* Excerpt provided:
+-------+
Bowser makes his debut appearance in the video game Super Mario Bros.. He then appeared through all Super Mario games (with the exception of games such as Super Mario Land), as well as the Paper Mario series, the Yoshi series and the Mario & Luigi series.

Other Mario games
Bowser has appeared in nearly all of the Mario spin-off games, including in Mario Kart series, and every Mario Party game to date. Bowser has made appearances in multiple Mario sports games, such as Mario Tennis, Mario Golf, Super Mario Strikers, and Mario & Sonic at the Olympic Games.
 
He appeared in Mario's Time Machine, Hotel Mario, and Mario Pinball Land. Bowser also appears as a playable character in the game Itadaki Street DS. Bowser is also a Dark attribute character who appears as the main opponent in Puzzle & Dragons: Super Mario Bros. Edition.
 
Bowser also appears in Super Mario RPG: Legend of the Seven Stars. In Mario + Rabbids Kingdom Battle, Bowser makes a cameo. He also reappears in the sequel Mario + Rabbids Sparks of Hope.

In other media

Outside of Super Mario series, Bowser has appeared as a playable character in every installment of the Super Smash Bros. series since 2001's Super Smash Bros. Melee. Bowser can be found in Tetris Attack, a game inspired by the Japanese Panel de Pon. All of the original cast members are replaced, with the exception of Mr. Time, with characters from the Mario and Yoshi series, with Bowser taking on the role of Corderia as the game's final boss. Under the name Hammer Slam Bowser, Bowser debuts as a playable character in Skylanders: SuperChargers. He appears alongside Donkey Kong and comes with a Skylanders: Skylanders unique figurine. Bowser also appears as a playable character in Dr. Mario World under the name Dr. Bowser.
+-------+
* Directions:
- 1) List the Mario sports games that the excerpt on Bowser names as featuring him.
- 2) Repeat the excerpt on Bowser word for word, from "Bowser makes his" down to "Mario Bros. Edition.".
The lines that follow have no connection to the excerpt on Bowser.

* Data section:
+-------+
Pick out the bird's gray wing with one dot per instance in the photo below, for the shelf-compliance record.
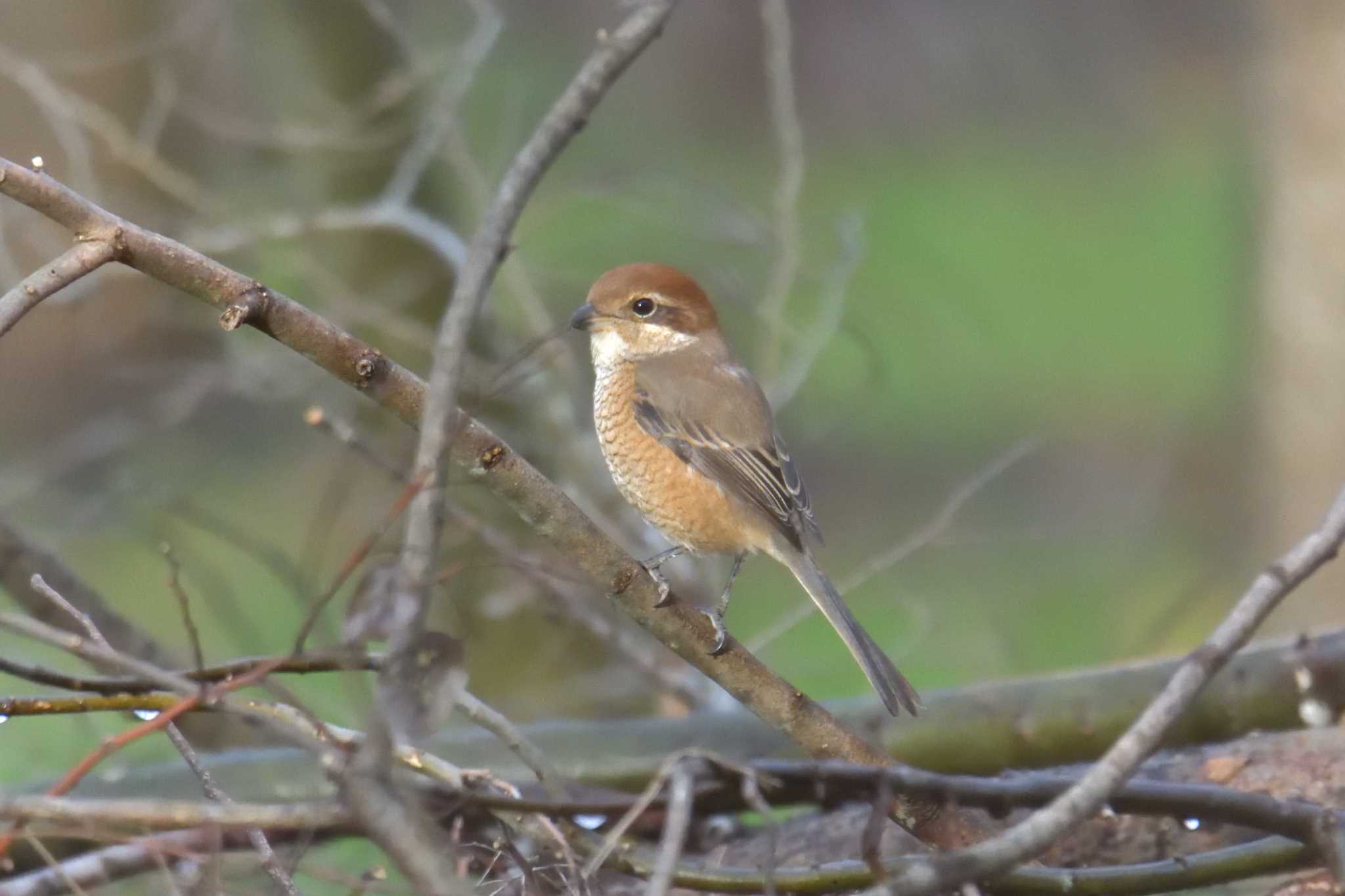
(715, 417)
+-------+
* Answers to each task:
- 1) Mario Tennis, Mario Golf, Super Mario Strikers, Mario & Sonic at the Olympic Games

- 2)
Bowser makes his debut appearance in the video game Super Mario Bros.. He then appeared through all Super Mario games (with the exception of games such as Super Mario Land), as well as the Paper Mario series, the Yoshi series and the Mario & Luigi series.

Other Mario games
Bowser has appeared in nearly all of the Mario spin-off games, including in Mario Kart series, and every Mario Party game to date. Bowser has made appearances in multiple Mario sports games, such as Mario Tennis, Mario Golf, Super Mario Strikers, and Mario & Sonic at the Olympic Games.
 
He appeared in Mario's Time Machine, Hotel Mario, and Mario Pinball Land. Bowser also appears as a playable character in the game Itadaki Street DS. Bowser is also a Dark attribute character who appears as the main opponent in Puzzle & Dragons: Super Mario Bros. Edition.